Rewrite the items with "loose" swapped for "approximate" and everything else left unchanged. Omit the pictures.

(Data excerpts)
:::
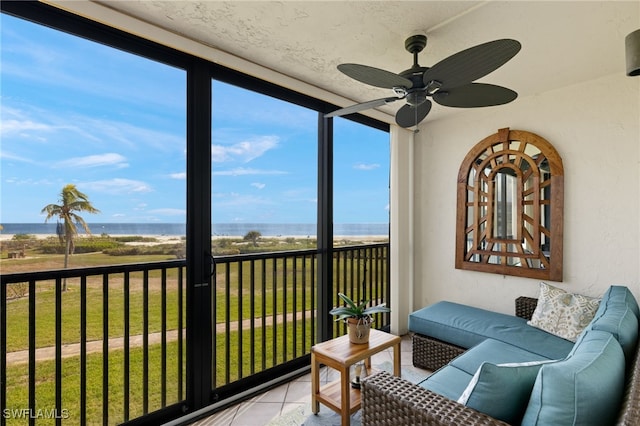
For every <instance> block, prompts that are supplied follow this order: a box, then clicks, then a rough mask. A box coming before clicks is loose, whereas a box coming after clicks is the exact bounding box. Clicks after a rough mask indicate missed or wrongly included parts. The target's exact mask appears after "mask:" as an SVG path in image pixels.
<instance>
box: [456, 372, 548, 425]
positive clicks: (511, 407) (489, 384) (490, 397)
mask: <svg viewBox="0 0 640 426" xmlns="http://www.w3.org/2000/svg"><path fill="white" fill-rule="evenodd" d="M549 362H554V361H534V362H526V363H515V364H492V363H489V362H485V363H483V364H482V365H481V366H480V368H479V369H478V371H477V372H476V374H475V375H474V376H473V378H472V379H471V382H469V385H468V386H467V388H466V389H465V390H464V392H462V395H461V396H460V398H458V402H459V403H460V404H463V405H466V406H467V407H471V408H473V409H475V410H478V411H480V412H482V413H485V414H488V415H490V416H491V417H493V418H495V419H498V420H502V421H504V422H507V423H509V424H520V421H521V420H522V416H523V415H524V411H525V409H526V408H527V404H528V402H529V397H530V396H531V390H532V389H533V384H534V383H535V381H536V376H537V375H538V371H539V370H540V367H541V366H542V365H543V363H549Z"/></svg>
:::
Your solution:
For every <instance> block, prompts that are supplied follow this order: a box, then clicks, then a rough mask. A box coming before clicks is approximate, whereas a box coming after clicks is the exact bounding box. Clicks after a rough mask indicate missed or wrongly included parts. The target's exact mask appears after "mask:" as an SVG path in image pixels.
<instance>
box: [456, 372, 548, 425]
positive clicks: (511, 407) (489, 384) (490, 397)
mask: <svg viewBox="0 0 640 426" xmlns="http://www.w3.org/2000/svg"><path fill="white" fill-rule="evenodd" d="M549 362H554V361H534V362H526V363H515V364H492V363H489V362H485V363H483V364H482V365H481V366H480V368H479V369H478V371H477V372H476V374H475V375H474V376H473V378H472V379H471V382H469V385H468V386H467V388H466V389H465V390H464V392H462V395H461V396H460V398H458V402H459V403H460V404H463V405H466V406H467V407H471V408H473V409H475V410H478V411H480V412H482V413H485V414H488V415H490V416H491V417H493V418H495V419H498V420H502V421H504V422H507V423H509V424H520V421H521V420H522V416H523V415H524V411H525V409H526V408H527V404H528V402H529V397H530V396H531V390H532V389H533V384H534V383H535V381H536V376H537V375H538V371H539V370H540V367H541V366H542V365H543V363H549Z"/></svg>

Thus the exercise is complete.